↓

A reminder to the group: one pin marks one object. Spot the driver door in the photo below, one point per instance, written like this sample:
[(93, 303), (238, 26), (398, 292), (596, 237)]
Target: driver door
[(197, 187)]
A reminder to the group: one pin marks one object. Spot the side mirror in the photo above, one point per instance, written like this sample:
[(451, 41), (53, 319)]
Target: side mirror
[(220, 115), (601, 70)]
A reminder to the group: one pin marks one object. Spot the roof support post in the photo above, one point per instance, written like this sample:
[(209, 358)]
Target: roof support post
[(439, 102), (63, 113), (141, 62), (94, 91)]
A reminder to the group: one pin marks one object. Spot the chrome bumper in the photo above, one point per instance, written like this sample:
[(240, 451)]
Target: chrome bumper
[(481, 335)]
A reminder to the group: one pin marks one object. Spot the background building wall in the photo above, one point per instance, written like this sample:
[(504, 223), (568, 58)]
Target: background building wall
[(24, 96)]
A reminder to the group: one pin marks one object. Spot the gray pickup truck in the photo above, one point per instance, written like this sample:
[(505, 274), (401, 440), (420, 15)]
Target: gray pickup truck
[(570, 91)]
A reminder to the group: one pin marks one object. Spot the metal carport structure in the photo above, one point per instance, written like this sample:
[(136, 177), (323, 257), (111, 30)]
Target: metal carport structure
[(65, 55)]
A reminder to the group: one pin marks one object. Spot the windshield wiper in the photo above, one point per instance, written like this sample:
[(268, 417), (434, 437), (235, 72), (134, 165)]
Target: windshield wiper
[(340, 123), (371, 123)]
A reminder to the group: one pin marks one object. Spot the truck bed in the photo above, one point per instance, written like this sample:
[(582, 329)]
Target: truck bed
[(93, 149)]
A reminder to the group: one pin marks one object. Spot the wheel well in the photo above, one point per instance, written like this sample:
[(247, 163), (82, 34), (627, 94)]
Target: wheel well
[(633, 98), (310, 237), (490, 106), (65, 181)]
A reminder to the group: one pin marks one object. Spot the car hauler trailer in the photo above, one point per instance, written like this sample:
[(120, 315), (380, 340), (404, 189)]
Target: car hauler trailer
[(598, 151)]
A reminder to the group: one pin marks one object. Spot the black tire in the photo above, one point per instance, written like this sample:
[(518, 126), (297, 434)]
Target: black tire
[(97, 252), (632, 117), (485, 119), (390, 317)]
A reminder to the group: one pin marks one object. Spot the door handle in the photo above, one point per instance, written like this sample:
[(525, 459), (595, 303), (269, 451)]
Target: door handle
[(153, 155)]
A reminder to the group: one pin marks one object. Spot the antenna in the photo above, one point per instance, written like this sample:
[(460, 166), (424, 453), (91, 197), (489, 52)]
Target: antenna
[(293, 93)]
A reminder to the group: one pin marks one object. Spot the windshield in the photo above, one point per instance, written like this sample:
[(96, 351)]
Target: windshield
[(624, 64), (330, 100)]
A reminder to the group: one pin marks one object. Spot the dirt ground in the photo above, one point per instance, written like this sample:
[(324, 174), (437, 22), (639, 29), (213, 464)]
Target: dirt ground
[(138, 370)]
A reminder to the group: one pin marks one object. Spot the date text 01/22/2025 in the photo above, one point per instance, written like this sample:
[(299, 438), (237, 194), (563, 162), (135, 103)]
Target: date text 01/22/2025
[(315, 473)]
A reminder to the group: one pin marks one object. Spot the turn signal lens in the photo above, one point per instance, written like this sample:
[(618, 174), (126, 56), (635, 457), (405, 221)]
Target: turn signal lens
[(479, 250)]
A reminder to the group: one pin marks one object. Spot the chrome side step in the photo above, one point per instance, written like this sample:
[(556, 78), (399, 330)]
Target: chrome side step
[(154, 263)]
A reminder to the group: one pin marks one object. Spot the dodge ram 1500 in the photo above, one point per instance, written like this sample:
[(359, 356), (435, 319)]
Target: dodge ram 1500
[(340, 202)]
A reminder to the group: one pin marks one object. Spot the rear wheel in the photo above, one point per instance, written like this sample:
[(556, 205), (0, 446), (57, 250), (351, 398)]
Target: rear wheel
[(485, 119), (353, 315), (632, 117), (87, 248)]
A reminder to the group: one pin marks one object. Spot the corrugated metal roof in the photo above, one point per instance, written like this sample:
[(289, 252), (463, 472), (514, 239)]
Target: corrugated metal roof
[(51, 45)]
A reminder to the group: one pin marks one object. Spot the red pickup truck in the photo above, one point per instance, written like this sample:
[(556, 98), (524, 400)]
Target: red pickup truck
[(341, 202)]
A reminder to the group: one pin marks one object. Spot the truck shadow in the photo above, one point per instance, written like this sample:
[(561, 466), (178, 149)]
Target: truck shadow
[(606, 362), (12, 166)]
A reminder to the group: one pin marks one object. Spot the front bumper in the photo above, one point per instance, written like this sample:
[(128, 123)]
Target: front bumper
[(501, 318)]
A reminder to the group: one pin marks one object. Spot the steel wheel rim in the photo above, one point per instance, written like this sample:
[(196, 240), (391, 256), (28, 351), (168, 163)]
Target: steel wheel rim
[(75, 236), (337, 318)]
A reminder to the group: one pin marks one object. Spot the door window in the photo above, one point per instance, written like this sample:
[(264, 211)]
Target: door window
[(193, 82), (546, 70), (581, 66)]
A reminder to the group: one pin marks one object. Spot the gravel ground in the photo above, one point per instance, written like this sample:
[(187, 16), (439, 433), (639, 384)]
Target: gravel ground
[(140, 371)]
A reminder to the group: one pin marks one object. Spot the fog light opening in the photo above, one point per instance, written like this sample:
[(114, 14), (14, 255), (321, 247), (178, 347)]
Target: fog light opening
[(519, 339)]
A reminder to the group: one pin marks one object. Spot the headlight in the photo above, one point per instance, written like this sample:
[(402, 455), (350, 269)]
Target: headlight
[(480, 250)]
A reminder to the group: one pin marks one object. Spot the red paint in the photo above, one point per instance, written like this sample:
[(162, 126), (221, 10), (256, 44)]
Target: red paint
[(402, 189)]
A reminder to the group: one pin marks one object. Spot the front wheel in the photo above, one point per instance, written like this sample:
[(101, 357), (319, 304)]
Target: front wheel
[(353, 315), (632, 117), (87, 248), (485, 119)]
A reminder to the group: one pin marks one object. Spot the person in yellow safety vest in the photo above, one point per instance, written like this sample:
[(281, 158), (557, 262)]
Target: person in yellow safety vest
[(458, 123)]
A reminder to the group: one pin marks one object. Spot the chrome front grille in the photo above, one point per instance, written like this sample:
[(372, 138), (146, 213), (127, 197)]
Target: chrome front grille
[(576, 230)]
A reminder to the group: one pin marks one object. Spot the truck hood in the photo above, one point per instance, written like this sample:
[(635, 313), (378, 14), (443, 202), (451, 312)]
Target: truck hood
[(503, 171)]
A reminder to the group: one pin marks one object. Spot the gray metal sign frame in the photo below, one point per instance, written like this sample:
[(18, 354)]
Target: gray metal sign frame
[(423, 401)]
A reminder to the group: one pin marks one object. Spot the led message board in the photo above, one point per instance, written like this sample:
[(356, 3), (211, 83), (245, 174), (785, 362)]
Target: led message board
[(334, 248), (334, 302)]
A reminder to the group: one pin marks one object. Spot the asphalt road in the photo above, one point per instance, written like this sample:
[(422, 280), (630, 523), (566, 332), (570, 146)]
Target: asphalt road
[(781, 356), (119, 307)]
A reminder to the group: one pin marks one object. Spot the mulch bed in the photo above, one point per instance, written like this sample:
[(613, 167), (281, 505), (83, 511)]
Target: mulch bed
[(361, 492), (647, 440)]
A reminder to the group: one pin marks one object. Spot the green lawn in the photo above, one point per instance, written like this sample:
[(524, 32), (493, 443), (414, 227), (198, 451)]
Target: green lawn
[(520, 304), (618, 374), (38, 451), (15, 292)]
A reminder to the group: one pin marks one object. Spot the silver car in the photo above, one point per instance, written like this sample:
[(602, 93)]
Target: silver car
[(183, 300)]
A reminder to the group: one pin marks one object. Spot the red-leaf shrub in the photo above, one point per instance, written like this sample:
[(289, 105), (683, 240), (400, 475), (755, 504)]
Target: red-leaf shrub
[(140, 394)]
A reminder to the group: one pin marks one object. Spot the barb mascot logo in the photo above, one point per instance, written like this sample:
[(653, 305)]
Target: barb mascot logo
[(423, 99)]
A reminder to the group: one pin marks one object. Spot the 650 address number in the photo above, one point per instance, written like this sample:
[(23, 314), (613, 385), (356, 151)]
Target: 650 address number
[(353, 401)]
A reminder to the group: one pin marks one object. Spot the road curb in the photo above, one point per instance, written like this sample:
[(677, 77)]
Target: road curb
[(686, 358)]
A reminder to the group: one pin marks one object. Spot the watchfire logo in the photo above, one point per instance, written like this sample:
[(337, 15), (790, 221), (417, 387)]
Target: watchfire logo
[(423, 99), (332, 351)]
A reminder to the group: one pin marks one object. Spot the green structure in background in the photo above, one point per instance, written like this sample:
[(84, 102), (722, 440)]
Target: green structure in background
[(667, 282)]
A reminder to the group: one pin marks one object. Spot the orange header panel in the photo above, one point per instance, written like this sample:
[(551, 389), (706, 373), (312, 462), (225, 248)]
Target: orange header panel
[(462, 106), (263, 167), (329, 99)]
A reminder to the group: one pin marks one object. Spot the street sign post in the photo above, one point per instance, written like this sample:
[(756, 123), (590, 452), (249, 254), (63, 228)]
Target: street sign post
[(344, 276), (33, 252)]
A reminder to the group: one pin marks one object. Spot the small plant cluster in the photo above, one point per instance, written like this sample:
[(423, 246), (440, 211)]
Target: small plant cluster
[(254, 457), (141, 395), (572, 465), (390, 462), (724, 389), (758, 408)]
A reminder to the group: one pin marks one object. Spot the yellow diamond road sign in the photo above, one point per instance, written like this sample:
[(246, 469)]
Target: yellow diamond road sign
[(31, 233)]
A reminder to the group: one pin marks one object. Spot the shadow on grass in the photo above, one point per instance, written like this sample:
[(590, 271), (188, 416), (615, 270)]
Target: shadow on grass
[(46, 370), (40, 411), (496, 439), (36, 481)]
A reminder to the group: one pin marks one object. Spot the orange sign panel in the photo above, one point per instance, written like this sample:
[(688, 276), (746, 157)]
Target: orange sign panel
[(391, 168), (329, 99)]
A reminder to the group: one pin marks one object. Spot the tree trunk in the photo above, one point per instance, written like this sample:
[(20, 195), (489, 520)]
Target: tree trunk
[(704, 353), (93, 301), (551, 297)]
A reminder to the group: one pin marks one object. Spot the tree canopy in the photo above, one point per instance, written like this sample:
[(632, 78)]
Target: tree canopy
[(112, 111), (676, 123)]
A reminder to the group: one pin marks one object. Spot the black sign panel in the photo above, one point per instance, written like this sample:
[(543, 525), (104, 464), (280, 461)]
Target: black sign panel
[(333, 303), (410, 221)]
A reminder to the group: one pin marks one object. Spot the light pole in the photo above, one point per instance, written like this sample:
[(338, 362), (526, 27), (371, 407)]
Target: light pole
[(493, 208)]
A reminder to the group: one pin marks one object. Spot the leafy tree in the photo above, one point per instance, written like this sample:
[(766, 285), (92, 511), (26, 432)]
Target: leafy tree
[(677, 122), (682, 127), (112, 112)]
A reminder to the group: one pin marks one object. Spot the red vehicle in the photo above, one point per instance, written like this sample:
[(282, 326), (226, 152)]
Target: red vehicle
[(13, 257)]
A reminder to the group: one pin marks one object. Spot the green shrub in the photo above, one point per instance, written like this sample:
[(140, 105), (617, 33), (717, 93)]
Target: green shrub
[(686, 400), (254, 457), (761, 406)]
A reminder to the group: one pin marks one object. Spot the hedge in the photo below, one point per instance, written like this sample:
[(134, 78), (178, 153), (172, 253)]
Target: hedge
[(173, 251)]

↑

* **Problem**
Which lines above hold the string "below"? Show each of them.

* **Expected answer**
A reminder to the group: one pin marks one object. Spot the driver door in the photo below, one point per instance, written like this sample:
A reminder to the group: one pin marks one object. Spot the gray metal sign frame in the photo below, one point per instance, written like this sample:
A reminder to the group: one pin marks one object. Spot the hedge in the photo below, one point per instance, written like this sample:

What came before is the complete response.